Stored records

====

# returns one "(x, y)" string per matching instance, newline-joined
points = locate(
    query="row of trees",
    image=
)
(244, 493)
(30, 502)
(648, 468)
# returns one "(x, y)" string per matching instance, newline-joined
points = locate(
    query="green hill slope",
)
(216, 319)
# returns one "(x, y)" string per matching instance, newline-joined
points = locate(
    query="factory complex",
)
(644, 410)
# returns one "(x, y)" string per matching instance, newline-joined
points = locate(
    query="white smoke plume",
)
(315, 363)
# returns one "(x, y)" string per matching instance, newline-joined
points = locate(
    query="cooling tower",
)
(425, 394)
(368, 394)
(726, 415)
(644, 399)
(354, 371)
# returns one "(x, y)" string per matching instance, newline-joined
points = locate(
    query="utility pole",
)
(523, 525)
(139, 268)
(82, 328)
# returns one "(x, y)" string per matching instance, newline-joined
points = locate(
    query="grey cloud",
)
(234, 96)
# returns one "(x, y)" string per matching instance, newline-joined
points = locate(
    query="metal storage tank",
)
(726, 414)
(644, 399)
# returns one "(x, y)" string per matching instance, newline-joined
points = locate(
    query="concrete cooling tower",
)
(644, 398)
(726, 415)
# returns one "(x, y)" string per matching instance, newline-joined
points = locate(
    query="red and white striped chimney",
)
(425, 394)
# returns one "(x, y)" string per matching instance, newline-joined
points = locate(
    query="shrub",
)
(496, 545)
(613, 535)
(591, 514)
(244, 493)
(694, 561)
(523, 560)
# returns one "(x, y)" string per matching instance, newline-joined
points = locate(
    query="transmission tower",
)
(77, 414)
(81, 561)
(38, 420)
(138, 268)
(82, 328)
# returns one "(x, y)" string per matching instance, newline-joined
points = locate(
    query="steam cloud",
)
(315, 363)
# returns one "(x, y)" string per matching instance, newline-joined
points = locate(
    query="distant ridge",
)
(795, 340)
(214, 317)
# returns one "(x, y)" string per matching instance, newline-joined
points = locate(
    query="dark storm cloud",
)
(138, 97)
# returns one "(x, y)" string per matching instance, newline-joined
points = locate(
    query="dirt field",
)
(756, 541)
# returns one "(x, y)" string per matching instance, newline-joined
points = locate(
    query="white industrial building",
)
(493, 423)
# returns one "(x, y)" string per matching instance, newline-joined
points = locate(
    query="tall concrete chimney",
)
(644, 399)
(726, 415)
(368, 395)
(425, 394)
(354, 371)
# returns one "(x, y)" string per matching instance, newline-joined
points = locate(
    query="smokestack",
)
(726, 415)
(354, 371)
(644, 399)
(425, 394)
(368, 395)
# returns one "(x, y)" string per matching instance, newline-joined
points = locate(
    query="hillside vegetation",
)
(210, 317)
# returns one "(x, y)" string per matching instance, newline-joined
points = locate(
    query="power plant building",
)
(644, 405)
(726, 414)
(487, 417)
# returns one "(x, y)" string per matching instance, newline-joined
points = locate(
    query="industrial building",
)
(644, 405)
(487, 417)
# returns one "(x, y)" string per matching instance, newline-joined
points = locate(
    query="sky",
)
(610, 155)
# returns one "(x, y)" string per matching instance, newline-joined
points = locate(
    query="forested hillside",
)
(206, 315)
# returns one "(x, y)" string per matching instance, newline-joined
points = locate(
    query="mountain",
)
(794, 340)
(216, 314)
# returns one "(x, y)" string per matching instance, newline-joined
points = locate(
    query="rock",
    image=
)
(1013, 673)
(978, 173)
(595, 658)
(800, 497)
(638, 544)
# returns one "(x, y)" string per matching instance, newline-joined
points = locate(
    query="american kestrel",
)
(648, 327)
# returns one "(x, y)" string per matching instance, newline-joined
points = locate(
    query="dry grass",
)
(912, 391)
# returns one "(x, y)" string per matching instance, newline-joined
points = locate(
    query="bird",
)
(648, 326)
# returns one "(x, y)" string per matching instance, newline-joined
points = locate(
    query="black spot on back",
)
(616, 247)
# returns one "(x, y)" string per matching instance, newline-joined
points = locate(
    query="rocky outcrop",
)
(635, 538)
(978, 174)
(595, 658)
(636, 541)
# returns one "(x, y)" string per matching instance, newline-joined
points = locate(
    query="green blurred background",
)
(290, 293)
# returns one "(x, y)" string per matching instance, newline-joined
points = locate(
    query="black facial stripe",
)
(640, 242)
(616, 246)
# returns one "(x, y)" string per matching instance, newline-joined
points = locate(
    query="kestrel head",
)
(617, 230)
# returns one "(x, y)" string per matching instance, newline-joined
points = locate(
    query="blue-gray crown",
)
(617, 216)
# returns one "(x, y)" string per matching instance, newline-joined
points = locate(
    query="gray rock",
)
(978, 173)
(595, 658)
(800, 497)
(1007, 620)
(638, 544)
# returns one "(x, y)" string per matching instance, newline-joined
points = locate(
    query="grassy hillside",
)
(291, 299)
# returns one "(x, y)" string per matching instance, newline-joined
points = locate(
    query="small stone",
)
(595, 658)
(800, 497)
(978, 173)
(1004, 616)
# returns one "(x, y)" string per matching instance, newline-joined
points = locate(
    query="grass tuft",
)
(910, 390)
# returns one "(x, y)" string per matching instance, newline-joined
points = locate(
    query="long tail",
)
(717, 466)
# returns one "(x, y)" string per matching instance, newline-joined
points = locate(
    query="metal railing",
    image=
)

====

Stated problem:
Reproduce the listing shown above in its entirety, exactly.

Task answer:
# returns one "(x, y)" string per matching instance, newline-joined
points = locate(
    query="row of trees",
    image=
)
(244, 493)
(30, 502)
(648, 468)
# returns one "(x, y)" string per matching instance, newline-joined
points = locate(
    query="green hill slope",
)
(216, 319)
# returns one "(x, y)" string per matching instance, newline-joined
points = locate(
    query="factory complex",
)
(644, 410)
# returns one "(x, y)" string per matching instance, newline-joined
points = locate(
    query="white smoke plume",
)
(315, 363)
# returns one "(x, y)" string per matching instance, newline-joined
points = locate(
    query="cooling tower",
)
(425, 394)
(368, 394)
(726, 415)
(644, 399)
(354, 371)
# returns one "(x, y)" string per matching instance, newline-joined
points = locate(
    query="utility pole",
)
(523, 525)
(139, 268)
(82, 328)
# returns one "(x, y)" string per matching instance, newline-joined
points = locate(
    query="grey cloud",
)
(234, 96)
# returns one "(x, y)" string per matching instance, newline-joined
points = locate(
    query="metal storage tank",
)
(726, 414)
(644, 399)
# returns one "(x, y)" string per matching instance, newline-joined
points = locate(
    query="concrete cooling tower",
)
(644, 398)
(726, 415)
# returns one "(x, y)" string per matching instance, newline-joined
points = locate(
    query="red and white striped chimney",
)
(425, 394)
# returns one "(x, y)" string per matching instance, newline-joined
points = locate(
    query="shrub",
)
(496, 545)
(613, 535)
(591, 514)
(244, 493)
(694, 561)
(523, 560)
# returns one "(x, y)" string per matching instance, newline-joined
points = locate(
    query="transmission tower",
)
(77, 414)
(81, 561)
(38, 420)
(138, 268)
(82, 328)
# returns one "(x, y)" string per matching instance, newline-joined
points = locate(
    query="steam cloud",
)
(315, 363)
# returns one "(x, y)" string per matching instance, newline-joined
points = locate(
    query="distant ridge",
)
(795, 340)
(214, 317)
# returns one "(x, y)" string per matching instance, newline-joined
points = locate(
    query="dark storm cloud",
)
(138, 97)
# returns one "(x, y)" string per matching instance, newline-joined
points = locate(
    query="dirt field",
)
(756, 541)
# returns one "(x, y)" string per matching instance, newline-joined
points = locate(
    query="white industrial building",
)
(493, 423)
# returns one "(x, y)" string per matching instance, newline-joined
points = locate(
    query="tall concrete chimney",
)
(644, 399)
(726, 415)
(368, 395)
(425, 394)
(354, 371)
# returns one "(x, y)" string per matching instance, newline-joined
points = locate(
    query="smokestack",
)
(726, 415)
(354, 371)
(644, 399)
(425, 394)
(368, 395)
# returns one "(x, y)" string per matching instance, newline-joined
points = locate(
    query="hillside vegetation",
)
(210, 317)
# returns one "(x, y)" string per matching instance, newline-joined
points = locate(
    query="power plant building",
)
(644, 405)
(726, 414)
(487, 417)
# returns one "(x, y)" string per matching instance, newline-joined
points = locate(
    query="industrial building",
)
(644, 405)
(487, 417)
# returns one "(x, y)" string per matching instance, newline-joined
points = locate(
    query="sky",
)
(610, 155)
# returns one "(x, y)" string per matching instance, newline-joined
points = locate(
    query="forested hillside",
)
(206, 315)
# returns one "(x, y)" string per matching instance, newline-joined
points = locate(
    query="mountain",
)
(794, 340)
(216, 314)
# returns one "(x, y)" string per matching instance, newline-joined
points = locate(
    query="rock",
    image=
)
(1013, 673)
(978, 173)
(595, 658)
(800, 497)
(638, 544)
# returns one "(x, y)" string per matching instance, newline-joined
points = locate(
    query="american kestrel",
)
(648, 327)
# returns one "(x, y)" string per matching instance, newline-joined
points = locate(
    query="dry grass",
)
(912, 391)
# returns one "(x, y)" string per matching instance, newline-joined
points = locate(
    query="bird",
)
(648, 326)
# returns one "(x, y)" string per matching instance, newline-joined
points = locate(
    query="black spot on back",
)
(616, 247)
# returns one "(x, y)" string per matching instance, newline-joined
points = locate(
    query="rocky outcrop",
)
(635, 538)
(978, 174)
(595, 658)
(636, 541)
# returns one "(x, y)" string per matching instance, newline-joined
points = locate(
    query="green blurred background",
)
(290, 293)
# returns one "(x, y)" string per matching instance, newline-joined
points = locate(
    query="black facial stripe",
)
(640, 242)
(616, 246)
# returns one "(x, y)" string per matching instance, newline-joined
points = locate(
    query="kestrel head",
)
(617, 230)
# returns one "(x, y)" string per matching instance, newline-joined
points = locate(
    query="blue-gray crown",
)
(617, 216)
# returns one "(x, y)" string per matching instance, newline-joined
points = locate(
    query="gray rock",
)
(978, 173)
(595, 658)
(800, 497)
(1007, 620)
(638, 544)
# returns one "(x, y)" string per matching instance, newline-joined
points = locate(
    query="grassy hillside",
)
(291, 299)
# returns one "(x, y)" string per matching instance, newline-joined
points = locate(
    query="small stone",
)
(595, 658)
(800, 497)
(978, 173)
(1004, 616)
# returns one "(x, y)" string per matching instance, newline-joined
points = locate(
    query="grass tuft",
)
(910, 390)
# returns one "(x, y)" string per matching instance, newline-joined
points = locate(
    query="long tail",
)
(717, 466)
# returns one "(x, y)" string per matching instance, newline-joined
points = locate(
    query="metal railing",
    image=
)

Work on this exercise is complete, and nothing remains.